▶ **ACTIVITIES**:
**A)** Please repeat the stretch of the OCD support thread from "This made me" through "get through it?", word for word.
**B)** Carry the OCD support thread forward past its last line.

▶ **PAGE EXTRACT**:
<<<<
Thank you all for reaching out. We need to support each other. Deemajical your post is amazing I purchased both books and I’ve just begun ERP with my therapist so I’m on my way and it gives me hope that I can move past all this. My OCD wants me to believe I will fail but I am confident I can beat this and move forward with my life again! Thank you all for being wonderful and reaching out. Open up and love each other and let’s all beat it together!
Wow!! I’m so happy for everyone on here that is working hard with their erp!!! And I am so glad that my book suggestions are helping!!! I remember reading them both and finally really starting to understand what was happening to me! Erp is so so hard! Know that you are alll so brave and keep pushing through it even when it feels like hell!!! I am actually even doing better now since I wrote that response! It’s thanks to erp !!! I have ocd thoughts maybe twice a week now and can live most days free of it! Thanks to erp! When I do get them now I use all the tools I learned against it! I still struggle with an anxiety disorder but am getting therapy for that now too! It’s a battle but one you can all get through! Don’t worry about how long it will take just don’t give up !!!! Xo I support you all and am wishing for the best ❤️
Were you able to recover without medication???
First of all: don’t worry, there are a lot of people feeling the same as you. Thinking about it doesn’t means that you’ll do that!
I felt this many times and never damaged anyone. That’s all in your mind!
I have those thoughts. I just test myself and go up and hug my kids and loved ones. You gotta try and train your brain to let the thoughts be and it will help the feeling go away. It's hard but eventually it gets easier. I try and laugh at how crazy the thoughts my mind comes up with are.
This made me feel less alone. It’s so odd bc ocd is rarely talked about bc we’re all afraid to speak about our obsessions out of fear that others will run away, so we naturally isolate ourselves and are rarely able to interact with people who feel the way we do. This app is a blessing.
I have this. And it’s have small children. I put my hands up wen then walk past me. Or in my pockets. I’m trying to stop doing that. But it’s a compulsion. Just gotta try to ignore it
I just want it to go away. It’s so consuming. Any tips on how to get through it?
>>>>
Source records
<<<<
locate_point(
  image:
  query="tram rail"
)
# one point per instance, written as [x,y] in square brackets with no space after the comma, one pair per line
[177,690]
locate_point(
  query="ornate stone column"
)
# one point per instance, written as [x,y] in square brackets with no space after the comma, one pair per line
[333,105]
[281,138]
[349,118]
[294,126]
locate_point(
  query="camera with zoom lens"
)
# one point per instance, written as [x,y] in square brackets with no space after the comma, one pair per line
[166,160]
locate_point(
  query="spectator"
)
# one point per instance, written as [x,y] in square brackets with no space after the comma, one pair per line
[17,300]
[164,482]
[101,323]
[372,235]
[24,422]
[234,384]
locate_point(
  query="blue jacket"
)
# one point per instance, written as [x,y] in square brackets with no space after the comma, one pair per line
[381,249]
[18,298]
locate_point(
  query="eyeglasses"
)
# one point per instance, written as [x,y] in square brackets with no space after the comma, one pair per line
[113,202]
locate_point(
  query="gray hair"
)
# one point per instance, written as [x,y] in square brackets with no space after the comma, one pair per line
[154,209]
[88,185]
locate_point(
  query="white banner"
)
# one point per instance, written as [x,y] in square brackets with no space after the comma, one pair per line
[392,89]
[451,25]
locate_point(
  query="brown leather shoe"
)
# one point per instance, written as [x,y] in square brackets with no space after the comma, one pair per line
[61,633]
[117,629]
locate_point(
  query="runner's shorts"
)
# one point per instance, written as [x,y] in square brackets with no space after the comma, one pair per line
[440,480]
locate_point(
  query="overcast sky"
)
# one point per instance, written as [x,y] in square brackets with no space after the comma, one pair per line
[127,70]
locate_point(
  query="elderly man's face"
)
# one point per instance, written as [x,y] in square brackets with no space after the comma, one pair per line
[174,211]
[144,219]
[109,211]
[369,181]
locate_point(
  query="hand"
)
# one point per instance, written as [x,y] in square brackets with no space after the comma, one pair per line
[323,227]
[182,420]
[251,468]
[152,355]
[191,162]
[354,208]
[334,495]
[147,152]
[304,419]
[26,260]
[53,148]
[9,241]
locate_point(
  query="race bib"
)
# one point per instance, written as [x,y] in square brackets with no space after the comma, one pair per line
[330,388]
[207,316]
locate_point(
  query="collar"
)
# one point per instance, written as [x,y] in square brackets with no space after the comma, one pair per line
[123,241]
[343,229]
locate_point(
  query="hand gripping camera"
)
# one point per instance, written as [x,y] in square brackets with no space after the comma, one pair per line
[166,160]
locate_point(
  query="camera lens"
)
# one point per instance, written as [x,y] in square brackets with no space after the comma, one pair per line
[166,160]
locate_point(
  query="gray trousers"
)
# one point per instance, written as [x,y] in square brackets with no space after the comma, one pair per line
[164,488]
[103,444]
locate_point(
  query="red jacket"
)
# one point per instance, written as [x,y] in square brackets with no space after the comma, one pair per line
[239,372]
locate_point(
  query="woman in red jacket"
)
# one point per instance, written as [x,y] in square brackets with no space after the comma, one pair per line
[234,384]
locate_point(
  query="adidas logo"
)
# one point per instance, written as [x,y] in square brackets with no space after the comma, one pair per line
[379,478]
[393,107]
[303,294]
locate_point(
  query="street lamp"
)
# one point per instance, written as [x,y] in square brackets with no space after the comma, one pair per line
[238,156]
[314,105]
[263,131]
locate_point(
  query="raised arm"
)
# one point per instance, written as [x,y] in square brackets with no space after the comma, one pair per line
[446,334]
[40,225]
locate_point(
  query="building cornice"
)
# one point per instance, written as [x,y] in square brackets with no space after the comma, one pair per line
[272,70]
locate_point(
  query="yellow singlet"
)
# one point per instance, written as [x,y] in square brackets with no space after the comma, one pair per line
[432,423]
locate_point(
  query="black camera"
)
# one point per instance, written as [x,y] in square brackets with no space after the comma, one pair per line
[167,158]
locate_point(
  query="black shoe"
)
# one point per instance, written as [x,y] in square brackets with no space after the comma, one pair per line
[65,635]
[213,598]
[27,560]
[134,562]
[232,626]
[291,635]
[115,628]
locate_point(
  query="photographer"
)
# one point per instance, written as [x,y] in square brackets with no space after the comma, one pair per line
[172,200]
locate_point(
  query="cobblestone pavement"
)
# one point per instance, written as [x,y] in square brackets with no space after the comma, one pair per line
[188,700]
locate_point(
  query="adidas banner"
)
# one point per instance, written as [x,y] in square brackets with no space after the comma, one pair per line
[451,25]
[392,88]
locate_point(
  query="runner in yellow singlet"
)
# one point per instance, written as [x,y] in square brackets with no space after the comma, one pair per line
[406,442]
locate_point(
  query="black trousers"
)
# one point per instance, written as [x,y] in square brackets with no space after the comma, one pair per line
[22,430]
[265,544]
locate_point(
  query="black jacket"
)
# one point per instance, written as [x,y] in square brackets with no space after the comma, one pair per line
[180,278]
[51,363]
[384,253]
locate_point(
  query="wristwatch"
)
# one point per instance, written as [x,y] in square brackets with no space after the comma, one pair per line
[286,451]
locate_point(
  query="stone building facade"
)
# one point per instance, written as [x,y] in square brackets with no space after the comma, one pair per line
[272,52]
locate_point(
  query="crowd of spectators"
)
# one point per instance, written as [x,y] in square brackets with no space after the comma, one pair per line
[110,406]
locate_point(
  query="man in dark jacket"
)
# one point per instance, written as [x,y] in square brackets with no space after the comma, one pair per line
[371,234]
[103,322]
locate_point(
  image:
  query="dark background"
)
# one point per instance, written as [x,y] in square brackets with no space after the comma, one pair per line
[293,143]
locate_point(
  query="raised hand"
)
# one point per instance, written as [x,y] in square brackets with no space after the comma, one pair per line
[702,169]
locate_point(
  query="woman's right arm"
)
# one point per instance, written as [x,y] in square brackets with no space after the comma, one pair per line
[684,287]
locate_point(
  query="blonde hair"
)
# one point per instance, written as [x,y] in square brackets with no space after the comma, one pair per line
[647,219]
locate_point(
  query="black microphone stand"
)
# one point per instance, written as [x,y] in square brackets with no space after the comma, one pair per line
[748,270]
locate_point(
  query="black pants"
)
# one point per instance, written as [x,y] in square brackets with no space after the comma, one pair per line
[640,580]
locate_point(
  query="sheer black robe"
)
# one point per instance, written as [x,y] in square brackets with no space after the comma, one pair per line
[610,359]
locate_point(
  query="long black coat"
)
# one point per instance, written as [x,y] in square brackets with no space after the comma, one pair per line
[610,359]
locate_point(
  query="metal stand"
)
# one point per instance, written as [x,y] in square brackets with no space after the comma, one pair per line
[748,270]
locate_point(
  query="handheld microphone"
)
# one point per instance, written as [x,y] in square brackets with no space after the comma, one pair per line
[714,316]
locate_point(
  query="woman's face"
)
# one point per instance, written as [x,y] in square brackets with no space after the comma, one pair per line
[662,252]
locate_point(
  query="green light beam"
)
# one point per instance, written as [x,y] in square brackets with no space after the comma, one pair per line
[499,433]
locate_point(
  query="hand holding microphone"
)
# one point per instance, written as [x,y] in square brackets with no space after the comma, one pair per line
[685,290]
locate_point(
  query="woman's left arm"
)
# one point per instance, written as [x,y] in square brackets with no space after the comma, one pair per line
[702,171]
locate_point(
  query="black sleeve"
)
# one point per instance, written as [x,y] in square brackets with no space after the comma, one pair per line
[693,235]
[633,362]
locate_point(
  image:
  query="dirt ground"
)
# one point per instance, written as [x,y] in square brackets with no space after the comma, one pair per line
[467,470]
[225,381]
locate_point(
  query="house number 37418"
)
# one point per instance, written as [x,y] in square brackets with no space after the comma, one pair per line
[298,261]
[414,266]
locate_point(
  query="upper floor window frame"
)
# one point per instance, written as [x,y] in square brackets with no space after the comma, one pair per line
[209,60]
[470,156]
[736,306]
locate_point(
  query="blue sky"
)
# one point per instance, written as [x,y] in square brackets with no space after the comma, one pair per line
>>>>
▶ **TASK RESPONSES**:
**A)**
This made me feel less alone. It’s so odd bc ocd is rarely talked about bc we’re all afraid to speak about our obsessions out of fear that others will run away, so we naturally isolate ourselves and are rarely able to interact with people who feel the way we do. This app is a blessing.
I have this. And it’s have small children. I put my hands up wen then walk past me. Or in my pockets. I’m trying to stop doing that. But it’s a compulsion. Just gotta try to ignore it
I just want it to go away. It’s so consuming. Any tips on how to get through it?

**B)**
I completely understand that for me my homo City centered around hurting other people at the beginning and now it is mainly worries about hurting myself. I know there is a book called overcoming harm OCD by John hirschfield
Does your harm ocd thoughts ever tell you you want to do the things your worried about? I always worry I’m gonna become a serial killer or just go crazy and kill people. Everytime I worry about this I go no no I don’t want to do that I’d never do that but my thoughts tell me “I do wanna do that I’m an evil person” and “I wanna kill people” these leads me to even more anxiety and I literally burst into tears everytime it’s horrible
I’ve been dealing with intrusive violent images/urges/thoughts for months now. Lately it’s gotten worse. Sometimes when I see a person i automatically imagine hurting them, sometimes to see if I enjoy the thought or not, or sometimes it just appears in my head and I try to cut it off immediately. It’s like i just can not interact with people because I can’t tell if I’m a risk or not. If I’m capable of hurting them or not. I hate it because I’m all day trying to get an answer to whether I want to harm people or not. I’m constantly asking myself: have you ever desired the thought? Do you want to do it or not? And all of the above makes me feel anormal and like a psycho. And of course, another doubt comes into my head: do you really don’t want to be a bad person? And it’s a never ending disturbing and frustrating cycle... I can’t stop it, it’s driving me crazy and it makes me desperate. Is all this even normal?
Why does it feel like I want to harm someone? Why does it feel so real? What if I want this???? I’m not even focused on the actual thoughts like the images I can’t even real imagine anything it’s just the feeling that comes with it or like “the what if you WANT to?”